* start Listed records *

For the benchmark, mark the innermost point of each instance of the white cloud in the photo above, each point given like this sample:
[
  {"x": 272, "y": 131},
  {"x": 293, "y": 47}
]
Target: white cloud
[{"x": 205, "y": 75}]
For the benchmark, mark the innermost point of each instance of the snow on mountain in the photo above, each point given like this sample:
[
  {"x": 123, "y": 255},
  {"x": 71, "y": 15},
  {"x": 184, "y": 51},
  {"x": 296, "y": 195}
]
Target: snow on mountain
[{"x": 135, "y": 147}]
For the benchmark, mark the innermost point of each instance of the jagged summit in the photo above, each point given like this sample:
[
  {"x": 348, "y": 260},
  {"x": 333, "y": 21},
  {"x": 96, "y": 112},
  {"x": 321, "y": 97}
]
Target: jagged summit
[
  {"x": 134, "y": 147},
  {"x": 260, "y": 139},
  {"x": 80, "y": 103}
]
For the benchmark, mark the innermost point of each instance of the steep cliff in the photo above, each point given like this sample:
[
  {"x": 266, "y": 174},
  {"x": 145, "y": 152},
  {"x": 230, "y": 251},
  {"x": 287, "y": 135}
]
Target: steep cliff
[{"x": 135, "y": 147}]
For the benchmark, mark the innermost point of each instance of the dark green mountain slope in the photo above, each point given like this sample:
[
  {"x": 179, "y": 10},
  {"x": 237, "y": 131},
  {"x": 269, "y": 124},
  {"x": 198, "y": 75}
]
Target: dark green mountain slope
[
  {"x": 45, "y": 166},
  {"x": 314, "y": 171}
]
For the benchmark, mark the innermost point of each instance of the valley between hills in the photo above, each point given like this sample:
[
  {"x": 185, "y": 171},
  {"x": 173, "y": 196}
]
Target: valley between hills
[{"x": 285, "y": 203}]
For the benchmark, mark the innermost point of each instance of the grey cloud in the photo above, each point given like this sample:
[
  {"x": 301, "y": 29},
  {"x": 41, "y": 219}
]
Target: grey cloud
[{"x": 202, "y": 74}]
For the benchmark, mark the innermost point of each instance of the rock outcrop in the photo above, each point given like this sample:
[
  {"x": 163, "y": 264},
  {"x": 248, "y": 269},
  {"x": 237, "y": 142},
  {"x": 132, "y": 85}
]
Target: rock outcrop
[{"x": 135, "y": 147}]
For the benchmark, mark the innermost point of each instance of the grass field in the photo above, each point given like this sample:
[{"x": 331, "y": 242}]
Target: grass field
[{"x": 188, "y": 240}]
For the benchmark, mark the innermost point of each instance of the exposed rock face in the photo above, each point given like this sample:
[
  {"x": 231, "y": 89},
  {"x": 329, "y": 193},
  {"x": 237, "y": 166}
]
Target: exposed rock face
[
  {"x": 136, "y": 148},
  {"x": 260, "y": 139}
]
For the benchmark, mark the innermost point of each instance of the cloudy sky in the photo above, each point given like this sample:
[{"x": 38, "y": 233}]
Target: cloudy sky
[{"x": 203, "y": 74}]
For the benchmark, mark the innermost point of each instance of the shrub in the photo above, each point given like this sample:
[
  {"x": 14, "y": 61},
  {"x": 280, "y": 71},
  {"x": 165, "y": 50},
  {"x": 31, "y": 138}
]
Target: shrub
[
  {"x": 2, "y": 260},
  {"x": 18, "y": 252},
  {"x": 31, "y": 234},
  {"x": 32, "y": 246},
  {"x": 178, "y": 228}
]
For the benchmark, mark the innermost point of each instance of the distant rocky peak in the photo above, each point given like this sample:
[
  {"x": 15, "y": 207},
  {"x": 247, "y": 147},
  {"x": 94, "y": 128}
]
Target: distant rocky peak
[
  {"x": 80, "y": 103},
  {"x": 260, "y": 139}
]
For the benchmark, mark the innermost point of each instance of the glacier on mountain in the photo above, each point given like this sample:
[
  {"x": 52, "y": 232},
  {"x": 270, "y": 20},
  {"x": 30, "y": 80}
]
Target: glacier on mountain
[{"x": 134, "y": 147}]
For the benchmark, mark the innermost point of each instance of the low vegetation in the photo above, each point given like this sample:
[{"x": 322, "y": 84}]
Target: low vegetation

* end Listed records *

# What this task involves
Every line from the line containing "of the cloudy" to the last line of the material above must be repeated exactly, and no other line.

# Output
For the benchmark, mark the innermost point of each instance of the cloudy sky in the photo above, each point given like this sample:
[{"x": 38, "y": 233}]
Target: cloudy sky
[{"x": 203, "y": 74}]
For the benchmark, mark the innermost point of each instance of the shrub in the photo above, each point given like this sample:
[
  {"x": 14, "y": 61},
  {"x": 280, "y": 71},
  {"x": 165, "y": 50},
  {"x": 31, "y": 138}
]
Target: shrub
[
  {"x": 2, "y": 260},
  {"x": 18, "y": 252},
  {"x": 31, "y": 234},
  {"x": 32, "y": 246},
  {"x": 178, "y": 228}
]
For the benchmark, mark the innermost point of each instance of the distant rocky peak in the photo above, each point given like this sample:
[
  {"x": 15, "y": 207},
  {"x": 247, "y": 147},
  {"x": 94, "y": 128}
]
Target: distant rocky peak
[
  {"x": 80, "y": 103},
  {"x": 260, "y": 139}
]
For the benchmark, mark the innermost point of each instance of the glacier on mountain in the photo above, each point given like this sample:
[
  {"x": 52, "y": 232},
  {"x": 270, "y": 20},
  {"x": 30, "y": 80}
]
Target: glacier on mountain
[{"x": 134, "y": 147}]
For the benchmark, mark the innermost point of each instance of the low vegetation in the photo above, each point given like this sample:
[{"x": 322, "y": 84}]
Target: low vegetation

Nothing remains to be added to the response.